Exercise brief
The lines from the one holding "Flag the white" to the end of the records below, exactly as written, are the only thing to return.

#### Material to process ####

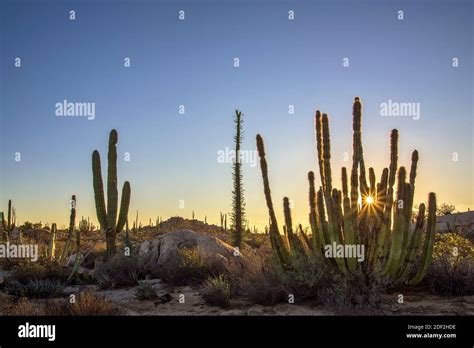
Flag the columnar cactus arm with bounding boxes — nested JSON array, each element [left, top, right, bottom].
[[92, 150, 108, 230], [256, 134, 289, 266], [317, 188, 331, 246], [385, 167, 407, 275], [321, 114, 333, 198], [48, 223, 57, 261], [116, 181, 131, 235], [315, 111, 325, 193], [107, 129, 119, 230], [308, 171, 323, 254], [353, 97, 369, 197], [409, 193, 437, 285], [397, 203, 426, 282], [284, 197, 306, 255]]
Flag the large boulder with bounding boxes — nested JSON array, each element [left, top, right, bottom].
[[138, 230, 240, 269]]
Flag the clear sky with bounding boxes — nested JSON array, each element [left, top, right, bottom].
[[1, 0, 472, 229]]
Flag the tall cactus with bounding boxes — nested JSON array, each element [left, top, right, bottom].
[[256, 97, 437, 285], [48, 223, 57, 261], [93, 129, 131, 257], [59, 195, 76, 262], [1, 199, 16, 242]]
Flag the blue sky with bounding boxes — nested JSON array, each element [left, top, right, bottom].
[[1, 0, 472, 228]]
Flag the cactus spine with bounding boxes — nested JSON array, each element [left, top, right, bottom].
[[256, 97, 436, 284], [92, 129, 131, 257]]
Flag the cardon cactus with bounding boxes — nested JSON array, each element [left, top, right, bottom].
[[1, 199, 15, 242], [93, 129, 131, 257], [59, 195, 76, 262], [48, 223, 57, 261], [256, 97, 437, 285]]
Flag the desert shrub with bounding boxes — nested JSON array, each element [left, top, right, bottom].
[[202, 275, 232, 308], [154, 247, 226, 285], [2, 297, 42, 315], [433, 233, 474, 261], [47, 291, 121, 315], [10, 261, 69, 283], [5, 279, 64, 299], [135, 279, 158, 300], [428, 233, 474, 296], [94, 255, 147, 289], [428, 256, 474, 296], [276, 254, 333, 301], [239, 253, 286, 306], [319, 269, 390, 315]]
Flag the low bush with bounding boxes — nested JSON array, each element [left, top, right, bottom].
[[48, 291, 121, 315], [428, 256, 474, 296], [202, 275, 232, 308], [5, 279, 65, 299], [3, 291, 121, 316], [10, 261, 69, 283], [2, 297, 41, 315], [94, 255, 147, 289], [238, 253, 286, 306], [319, 269, 390, 315], [134, 279, 158, 301]]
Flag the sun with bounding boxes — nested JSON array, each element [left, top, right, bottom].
[[365, 195, 374, 205]]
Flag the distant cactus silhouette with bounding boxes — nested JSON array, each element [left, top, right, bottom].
[[256, 97, 436, 285], [1, 199, 15, 242], [92, 129, 131, 257], [59, 195, 76, 262], [48, 223, 57, 261]]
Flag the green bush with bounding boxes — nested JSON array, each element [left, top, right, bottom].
[[94, 255, 147, 289], [5, 279, 65, 299], [202, 275, 232, 308], [134, 279, 158, 301], [428, 256, 474, 296]]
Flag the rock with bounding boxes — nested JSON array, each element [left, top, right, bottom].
[[138, 230, 241, 269], [153, 293, 172, 306]]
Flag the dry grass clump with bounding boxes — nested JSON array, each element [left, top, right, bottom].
[[202, 275, 232, 308], [94, 255, 147, 289], [3, 291, 121, 316], [134, 279, 158, 300], [237, 252, 286, 306], [5, 279, 65, 299]]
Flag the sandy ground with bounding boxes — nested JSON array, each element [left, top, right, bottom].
[[1, 269, 473, 316], [61, 281, 474, 316]]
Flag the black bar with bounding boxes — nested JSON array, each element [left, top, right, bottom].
[[0, 315, 473, 346]]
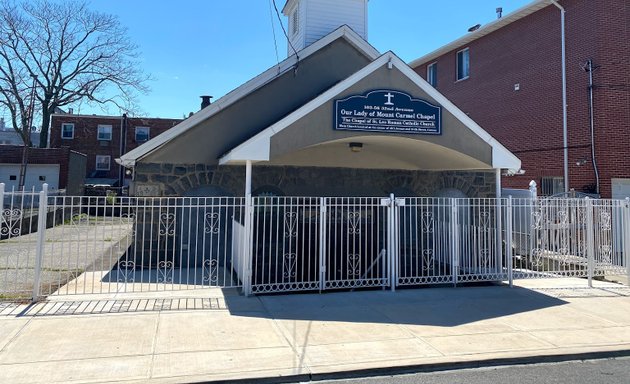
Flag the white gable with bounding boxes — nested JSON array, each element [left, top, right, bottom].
[[283, 0, 368, 54], [219, 52, 521, 171]]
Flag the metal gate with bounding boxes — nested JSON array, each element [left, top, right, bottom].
[[249, 197, 389, 294]]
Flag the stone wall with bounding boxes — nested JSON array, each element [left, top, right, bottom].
[[133, 163, 497, 198]]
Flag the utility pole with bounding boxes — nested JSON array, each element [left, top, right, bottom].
[[18, 74, 38, 191]]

####

Final answer
Flag the white gable with bounding boxes — nested JSON array, each element [left, top, right, bottom].
[[283, 0, 368, 54], [219, 52, 521, 171]]
Flag the metal gate with bounding boxes — nested JSON array, each element [left, top, right, bottom].
[[249, 197, 389, 294]]
Flag the stone wall with bounding boxes — nested JSON array, each element [left, top, right, bottom].
[[133, 163, 497, 198]]
Flag the utility pole with bounding boxes — nested JSON array, each element [left, top, right, bottom].
[[18, 74, 38, 191]]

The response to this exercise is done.